Selected excerpt:
Introduction

The goal of this study is to test the ability of a variety of cross-situational word learning models to account for a wide range of experimental data. Many models for cross-situational word learning have been proposed, and yet most of these models have only been tested on a few different experiments–often distinct ones, and only with one or two other models for comparison. Our goal is to scale up both the number of models evaluated and the number of experiment designs (and participants) modeled, recognizing that the plurality of models and the theories and intuitions they represent can only be winnowed down via rigorous comparison. We will find best-fitting parameters for associative models, hypothesis-testing models, and a few hybrid models, and will quantify generalization on held-out data, as well as qualitatively in other experiments. Finally, we will interpret the results, and what they entail for theories of cross-situational word learning.

Models

baseline count model (SSE=.620)
propose-but-verify
guess-and-test
pursuit model
Kachergis model (associative + sampling version)
- strength bias model
- uncertainty bias model
- novelty bias model
Fazly et al.
“Bayesian” decay
Tilles & Fontanari 2013 (ToDo: verify)
Yurovsky & Frank 2015 (ToDo!!)

The Data

The modeled data are average accuracies from 726 word-object pairs in 44 experimental conditions, in which a total of 1696 subjects participated. Most of these data have been previously published:

We will first optimize each model’s parameters with 5-fold cross-validation, leaving out data from 20% of the conditions to test generalization from optimizing to the remaining 80%. We will then optimize each model’s parameterss to the entire dataset, and use these parameters to test generalization to a selection of other experiments from the literature for which we do not have item-level accuracy.

Each condition consists of an ordered list of training trials consisting of 1-4 words and 2-4 objects per trial. We also require a test function–often presenting each word a single time along mAFC of objects, where m is the number of objects seen during the training, but sometimes a subset of the objects are tested.

Required task: Continue the write-up on comparing cross-situational word learning models, starting right after its final sentence about the test function.

Recorded data:

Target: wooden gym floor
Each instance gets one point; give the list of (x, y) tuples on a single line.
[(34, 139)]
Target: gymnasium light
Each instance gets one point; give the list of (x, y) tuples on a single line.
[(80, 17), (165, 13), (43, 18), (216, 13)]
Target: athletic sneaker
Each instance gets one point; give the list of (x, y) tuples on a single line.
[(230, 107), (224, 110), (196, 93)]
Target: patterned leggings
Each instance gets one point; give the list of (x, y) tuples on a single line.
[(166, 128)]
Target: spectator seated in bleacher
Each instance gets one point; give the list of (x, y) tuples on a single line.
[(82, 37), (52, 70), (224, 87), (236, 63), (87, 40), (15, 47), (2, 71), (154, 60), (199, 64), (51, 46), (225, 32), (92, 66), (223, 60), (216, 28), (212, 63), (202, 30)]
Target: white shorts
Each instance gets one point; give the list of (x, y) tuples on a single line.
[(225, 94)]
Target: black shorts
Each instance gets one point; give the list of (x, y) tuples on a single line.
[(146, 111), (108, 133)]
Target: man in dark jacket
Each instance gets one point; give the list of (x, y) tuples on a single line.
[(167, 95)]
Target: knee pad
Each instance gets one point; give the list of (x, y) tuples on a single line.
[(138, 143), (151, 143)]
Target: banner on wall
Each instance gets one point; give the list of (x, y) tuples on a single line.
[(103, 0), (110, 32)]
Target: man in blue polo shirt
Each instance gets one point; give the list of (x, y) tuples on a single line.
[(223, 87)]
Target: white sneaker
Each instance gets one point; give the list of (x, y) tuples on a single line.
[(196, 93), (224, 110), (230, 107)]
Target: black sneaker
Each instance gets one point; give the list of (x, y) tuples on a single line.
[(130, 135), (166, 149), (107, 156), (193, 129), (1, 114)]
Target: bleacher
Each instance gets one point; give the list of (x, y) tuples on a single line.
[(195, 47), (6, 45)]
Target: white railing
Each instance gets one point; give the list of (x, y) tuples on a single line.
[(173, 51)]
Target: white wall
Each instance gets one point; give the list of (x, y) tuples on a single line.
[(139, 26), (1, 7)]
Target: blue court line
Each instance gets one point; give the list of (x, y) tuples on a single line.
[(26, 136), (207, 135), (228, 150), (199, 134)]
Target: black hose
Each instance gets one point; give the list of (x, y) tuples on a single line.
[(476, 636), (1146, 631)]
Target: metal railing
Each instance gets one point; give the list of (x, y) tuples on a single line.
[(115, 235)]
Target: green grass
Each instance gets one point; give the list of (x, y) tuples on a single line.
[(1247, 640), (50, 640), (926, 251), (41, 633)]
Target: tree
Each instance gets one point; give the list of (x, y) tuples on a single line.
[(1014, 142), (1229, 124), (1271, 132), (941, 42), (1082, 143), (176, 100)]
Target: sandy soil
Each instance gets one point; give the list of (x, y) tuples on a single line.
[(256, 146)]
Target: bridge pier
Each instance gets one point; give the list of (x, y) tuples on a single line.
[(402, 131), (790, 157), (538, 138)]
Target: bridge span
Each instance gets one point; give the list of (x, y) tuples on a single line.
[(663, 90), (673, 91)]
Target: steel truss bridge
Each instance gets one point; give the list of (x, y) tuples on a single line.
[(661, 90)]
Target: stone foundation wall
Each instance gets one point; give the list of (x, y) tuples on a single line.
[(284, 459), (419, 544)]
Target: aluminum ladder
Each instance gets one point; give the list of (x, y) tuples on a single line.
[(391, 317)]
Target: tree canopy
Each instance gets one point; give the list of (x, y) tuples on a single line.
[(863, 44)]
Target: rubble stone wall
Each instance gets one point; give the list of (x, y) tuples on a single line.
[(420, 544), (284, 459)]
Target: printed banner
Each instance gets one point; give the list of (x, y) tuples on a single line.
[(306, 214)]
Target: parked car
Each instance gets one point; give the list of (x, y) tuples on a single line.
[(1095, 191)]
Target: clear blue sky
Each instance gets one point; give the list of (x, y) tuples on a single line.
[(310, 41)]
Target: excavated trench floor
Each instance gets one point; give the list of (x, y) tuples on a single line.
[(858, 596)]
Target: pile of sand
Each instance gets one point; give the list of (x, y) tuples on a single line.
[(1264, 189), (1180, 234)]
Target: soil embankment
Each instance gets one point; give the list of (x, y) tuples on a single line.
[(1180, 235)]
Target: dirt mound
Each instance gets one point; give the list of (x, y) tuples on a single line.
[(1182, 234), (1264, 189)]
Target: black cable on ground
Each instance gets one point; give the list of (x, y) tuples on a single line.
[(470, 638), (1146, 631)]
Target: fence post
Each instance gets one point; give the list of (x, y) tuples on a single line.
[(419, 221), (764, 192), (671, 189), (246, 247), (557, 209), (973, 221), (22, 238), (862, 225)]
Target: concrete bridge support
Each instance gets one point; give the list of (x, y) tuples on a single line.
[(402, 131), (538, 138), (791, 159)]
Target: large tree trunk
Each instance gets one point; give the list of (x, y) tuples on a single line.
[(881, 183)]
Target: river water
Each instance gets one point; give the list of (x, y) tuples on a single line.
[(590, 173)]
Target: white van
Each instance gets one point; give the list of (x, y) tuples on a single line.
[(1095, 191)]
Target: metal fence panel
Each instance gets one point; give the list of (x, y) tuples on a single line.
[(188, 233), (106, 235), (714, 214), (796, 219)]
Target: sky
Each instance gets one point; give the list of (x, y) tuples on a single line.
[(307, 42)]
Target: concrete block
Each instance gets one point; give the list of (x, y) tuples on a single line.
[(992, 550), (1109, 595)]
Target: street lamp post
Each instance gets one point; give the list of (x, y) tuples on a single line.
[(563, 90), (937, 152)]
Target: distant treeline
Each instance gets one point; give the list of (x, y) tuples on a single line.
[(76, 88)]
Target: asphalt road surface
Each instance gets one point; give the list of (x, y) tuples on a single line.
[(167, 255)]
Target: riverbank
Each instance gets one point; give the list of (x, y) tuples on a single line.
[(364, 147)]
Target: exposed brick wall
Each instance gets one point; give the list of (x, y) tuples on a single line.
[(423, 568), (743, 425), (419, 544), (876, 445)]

Task response:
Model Descriptions

We fit the following associative models: Fazly [@fazly2010], Kachergis [@kachergis2012], … and a baseline co-occurrence counting model. We also fit two hypothesis-testing models: guess-and-test [@trueswell2011,@blythe2010] and propose-but-verify [@trueswell2013]. Finally, we fit two hybrid models, that store multiple, graded hypotheses–but only a subset of all possible assoociations: pursuit [@stevens2017], and a stochastic version of the Kachergis model. These models and their free parameters are described below.

Propose-but-verify

In the propose-but-verify hypothesis testing model @trueswell2013, one of the presented referents is selected at random for any word heard that has no remembered referent. The next time that word occurs, the previously-proposed referent is remembered with probability \(\alpha\), a free parameter. If the remembered referent is verified to be present, the future probability of recalling the word is increased by \(\epsilon\) (another free parameter). If the remembered referent is not present, the old hypothesis is assumed to be forgotten and a new proposal is selected from the available referents. This model implements trial-level mutual exclusivity by selecting new proposals only from among the referents that are not yet part of a hypothesis.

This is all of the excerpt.